Collected data entries
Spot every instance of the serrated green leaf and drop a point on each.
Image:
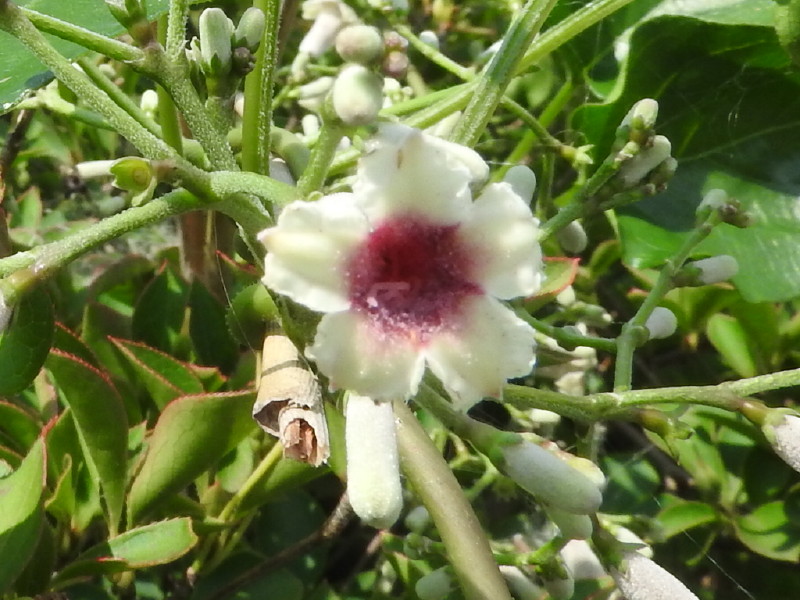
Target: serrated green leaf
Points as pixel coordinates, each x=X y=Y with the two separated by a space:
x=164 y=377
x=769 y=531
x=21 y=514
x=101 y=422
x=731 y=341
x=26 y=341
x=682 y=516
x=209 y=330
x=191 y=435
x=160 y=311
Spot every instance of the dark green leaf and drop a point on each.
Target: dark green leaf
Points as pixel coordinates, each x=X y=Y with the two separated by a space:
x=209 y=331
x=101 y=422
x=192 y=434
x=164 y=377
x=21 y=514
x=26 y=341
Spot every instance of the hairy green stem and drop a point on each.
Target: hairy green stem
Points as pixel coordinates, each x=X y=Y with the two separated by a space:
x=459 y=528
x=628 y=339
x=321 y=158
x=17 y=24
x=257 y=117
x=494 y=80
x=83 y=37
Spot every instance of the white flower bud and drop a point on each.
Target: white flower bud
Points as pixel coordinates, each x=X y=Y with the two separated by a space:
x=522 y=180
x=149 y=103
x=216 y=30
x=661 y=323
x=5 y=313
x=639 y=578
x=571 y=526
x=550 y=478
x=329 y=17
x=636 y=168
x=785 y=439
x=435 y=585
x=519 y=584
x=573 y=238
x=250 y=29
x=361 y=44
x=357 y=95
x=373 y=465
x=716 y=268
x=581 y=560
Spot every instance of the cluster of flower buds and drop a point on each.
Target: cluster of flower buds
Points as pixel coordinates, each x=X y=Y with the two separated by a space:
x=225 y=53
x=644 y=159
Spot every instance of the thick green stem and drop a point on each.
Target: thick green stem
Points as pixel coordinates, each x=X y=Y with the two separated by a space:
x=321 y=158
x=14 y=22
x=47 y=258
x=257 y=118
x=494 y=80
x=83 y=37
x=459 y=528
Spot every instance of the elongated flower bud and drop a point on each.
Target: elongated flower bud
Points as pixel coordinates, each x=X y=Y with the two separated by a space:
x=357 y=95
x=373 y=465
x=783 y=433
x=639 y=578
x=661 y=323
x=551 y=479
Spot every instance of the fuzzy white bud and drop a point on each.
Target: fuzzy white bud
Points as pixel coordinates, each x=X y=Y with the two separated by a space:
x=373 y=465
x=329 y=17
x=716 y=268
x=522 y=180
x=639 y=578
x=661 y=323
x=357 y=95
x=636 y=168
x=785 y=439
x=550 y=478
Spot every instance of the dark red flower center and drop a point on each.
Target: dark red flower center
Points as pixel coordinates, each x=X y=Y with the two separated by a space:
x=411 y=277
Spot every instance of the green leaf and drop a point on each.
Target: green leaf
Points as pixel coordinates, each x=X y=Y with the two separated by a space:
x=153 y=544
x=729 y=338
x=209 y=330
x=21 y=514
x=192 y=434
x=769 y=531
x=26 y=341
x=160 y=310
x=101 y=422
x=682 y=516
x=164 y=377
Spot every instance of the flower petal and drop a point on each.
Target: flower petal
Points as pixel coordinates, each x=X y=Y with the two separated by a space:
x=492 y=346
x=408 y=171
x=309 y=248
x=503 y=233
x=357 y=357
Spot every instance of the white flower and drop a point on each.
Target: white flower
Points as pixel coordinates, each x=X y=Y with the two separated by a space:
x=373 y=464
x=329 y=17
x=785 y=439
x=642 y=579
x=412 y=271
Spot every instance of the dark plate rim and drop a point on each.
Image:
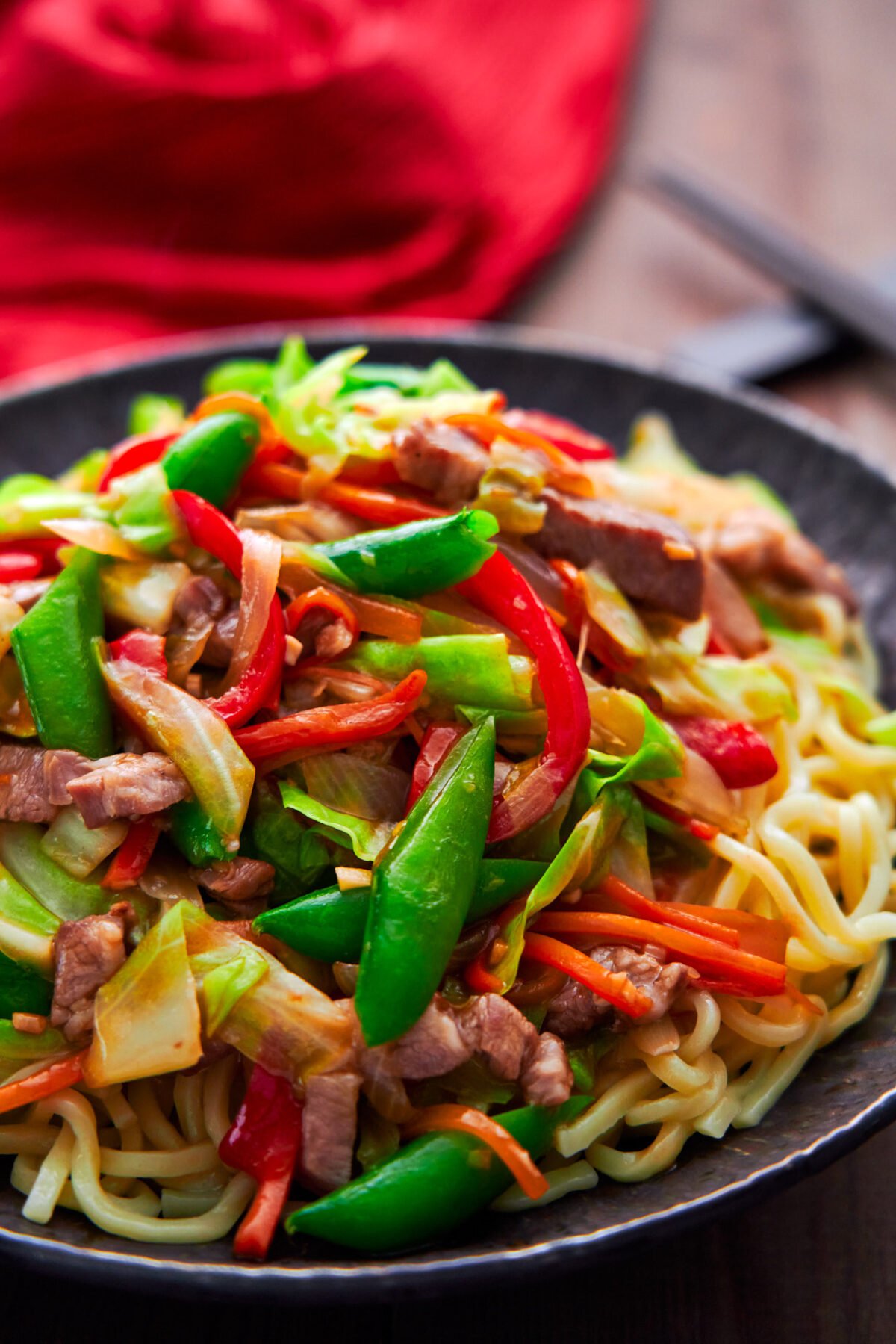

GIVEN REQUEST: Rewrite the items from the line with "Spot every instance of the cluster" up to and including the line with "x=551 y=479", keeping the requests and shifting every pixel coordinate in the answers by adding 45 to both its x and y values.

RESPONSE TO THE TASK:
Spot every instance of the cluster of flower buds and drop a point on each.
Target: cluster of flower buds
Points as pixel coordinates, each x=X y=Y with the two separated by a space:
x=270 y=98
x=689 y=204
Spot every instance of the thick green stem and drop a point on each.
Target: thick green stem
Points as pixel coordinates, each x=X y=Y with the two separated by a space:
x=366 y=203
x=59 y=67
x=92 y=303
x=302 y=163
x=539 y=125
x=128 y=82
x=504 y=573
Spot every instance of the elongated flower bud and drop a point on each.
Target: elongated flower bud
Points as pixel coordinates, each x=X y=Y with the two separated by a space:
x=402 y=140
x=418 y=510
x=828 y=478
x=684 y=623
x=706 y=368
x=596 y=524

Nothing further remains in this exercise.